* ÉNONCÉ ÉCRIT 1 *
Relevez, dans l'extrait sur l'homme sauvage, tous les organismes et établissements nommés (maison d'édition, université, laboratoires, musée), chacun une seule fois.

* EXTRAIT *
-- -- --

Entretien avec Cristina Noacco

Maître de Conférence en Littérature médiévale

« L’Homme Sauvage dans les Lettres et les Arts »

Début 2019, a été publié par les Presses Universitaires de Rennes un ouvrage important, qui étudie la figure de l ‘homme Sauvage à travers les âges et les contextes culturels.

Cet ouvrage est le fruit de l’ initiative de deux universitaires : Cristina Noacco ( maître de conférence en littérature française du Moyen Age à l ‘université Toulouse 2 Jean Jaurés, laboratoire PLH) et Sylvie Duhem (maître de conférence en Histoire de l ‘Art moderne à l ‘université Toulouse 2 Jean Jaurés, laboratoire FRAMESPA)

Cristina Noacco

StrangeReality : Quel chemin vous a amenée à vous pencher sur le personnage de l ‘homme sauvage?

Cristina Noacco : Je m’intéresse au sujet de la métamorphose dans la littérature médiévale française. La figure de l’homme sauvage m’interpelle, car il s’agit d’un être qui se trouve à la frontière entre deux mondes, et qui exprime un possible passage d’une situation de culture et d’acculturation ( assimilation de la culture dominante) vers un état de nature, mais aussi et surtout un passage de l’état de nature vers une situation d’acculturation.

Eco-musée de Valgerola dans les Alpes italiennes, peinture d’homme sauvage, 1464

C’est cela qui m’a interpellée au départ. Ensuite, j’ai fait la connaissance d’une collègue historienne de l’art, Sylvie Duhem,  qui s’est occupée de la figure de l’homme sauvage dans la sculpture bretonne. Quand j’ai su qu’elle travaillait sur ces sujet, je me suis dit que cela pouvait être intéressant de croiser nos compétences, et de s’interroger sur cette figure importante, qui est très fréquente,  à la fois dans les textes et dans l’iconographie. De plus, il s’agit d’un sujet très actuel, parce que aujourd’hui soit on se sert de la figure de l’homme sauvage pour affirmer, a contrario, nos certitudes culturelles, soit on a peur de l’autre. S’interroger sur l’homme sauvage signifie pour moi s’interroger aussi sur les rapports qu’on a aujourd’hui avec les autres cultures.

-- -- --

* DONNÉES FOURNIES *
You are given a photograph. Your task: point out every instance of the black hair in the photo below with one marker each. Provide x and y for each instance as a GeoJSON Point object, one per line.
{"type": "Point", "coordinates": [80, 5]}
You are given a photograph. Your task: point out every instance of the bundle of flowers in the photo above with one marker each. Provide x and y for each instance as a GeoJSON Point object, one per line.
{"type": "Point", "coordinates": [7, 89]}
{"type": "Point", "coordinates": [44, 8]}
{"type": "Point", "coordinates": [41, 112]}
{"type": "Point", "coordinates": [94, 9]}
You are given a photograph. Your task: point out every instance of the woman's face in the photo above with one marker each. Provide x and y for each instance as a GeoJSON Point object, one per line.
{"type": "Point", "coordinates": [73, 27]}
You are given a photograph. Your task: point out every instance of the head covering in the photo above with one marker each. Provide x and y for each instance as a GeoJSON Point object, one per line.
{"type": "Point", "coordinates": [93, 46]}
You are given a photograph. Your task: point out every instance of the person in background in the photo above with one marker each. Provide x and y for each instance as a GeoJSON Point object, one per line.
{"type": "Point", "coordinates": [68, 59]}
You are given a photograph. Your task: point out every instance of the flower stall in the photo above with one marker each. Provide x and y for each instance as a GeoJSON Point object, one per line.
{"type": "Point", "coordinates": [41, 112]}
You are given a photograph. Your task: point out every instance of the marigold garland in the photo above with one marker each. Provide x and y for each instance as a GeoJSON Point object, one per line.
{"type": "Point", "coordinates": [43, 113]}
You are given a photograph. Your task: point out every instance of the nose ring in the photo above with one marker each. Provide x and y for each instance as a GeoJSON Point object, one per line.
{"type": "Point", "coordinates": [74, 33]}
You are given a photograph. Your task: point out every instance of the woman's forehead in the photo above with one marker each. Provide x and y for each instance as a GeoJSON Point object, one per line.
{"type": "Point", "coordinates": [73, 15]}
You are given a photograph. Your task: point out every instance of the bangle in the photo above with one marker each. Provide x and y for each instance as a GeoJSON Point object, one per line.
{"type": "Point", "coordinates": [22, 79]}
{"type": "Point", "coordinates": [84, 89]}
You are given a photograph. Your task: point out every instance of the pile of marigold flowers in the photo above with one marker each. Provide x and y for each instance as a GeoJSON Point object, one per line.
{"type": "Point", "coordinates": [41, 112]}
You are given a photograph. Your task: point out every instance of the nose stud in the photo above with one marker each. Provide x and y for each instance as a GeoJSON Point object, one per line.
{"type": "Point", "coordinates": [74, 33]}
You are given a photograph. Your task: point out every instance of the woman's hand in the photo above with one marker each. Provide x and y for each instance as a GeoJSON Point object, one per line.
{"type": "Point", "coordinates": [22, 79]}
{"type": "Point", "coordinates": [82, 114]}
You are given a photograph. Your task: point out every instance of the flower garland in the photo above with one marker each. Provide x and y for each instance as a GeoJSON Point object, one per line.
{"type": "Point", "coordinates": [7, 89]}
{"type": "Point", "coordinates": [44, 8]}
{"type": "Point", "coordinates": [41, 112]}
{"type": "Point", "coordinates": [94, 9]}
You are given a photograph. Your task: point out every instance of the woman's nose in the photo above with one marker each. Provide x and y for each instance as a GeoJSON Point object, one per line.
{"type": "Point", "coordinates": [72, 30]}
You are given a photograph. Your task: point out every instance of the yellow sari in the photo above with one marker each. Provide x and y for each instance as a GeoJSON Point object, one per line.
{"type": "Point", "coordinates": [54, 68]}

-- -- --

* ÉNONCÉ ÉCRIT 2 *
Remettez à l'échelle le passage des lignes de données qui s'ouvre sur la ligne contenant « the woman's nose » et se referme sur la dernière de ces lignes, bornes incluses. Recopiez-le en entier, consignes comprises, en multipliant chaque coordonnée des réponses par 1,05 et en arrondissant à l'entier le plus proche, les demis vers le haut.

* RÉSULTAT COMPLET 1 *
Presses Universitaires de Rennes
université Toulouse 2 Jean Jaurés
laboratoire PLH
laboratoire FRAMESPA
Eco-musée de Valgerola

* RÉSULTAT COMPLET 2 *
You are given a photograph. Your task: point out every instance of the woman's nose in the photo above with one marker each. Provide x and y for each instance as a GeoJSON Point object, one per line.
{"type": "Point", "coordinates": [76, 32]}
You are given a photograph. Your task: point out every instance of the yellow sari in the photo above with one marker each. Provide x and y for each instance as a GeoJSON Point object, one per line.
{"type": "Point", "coordinates": [57, 71]}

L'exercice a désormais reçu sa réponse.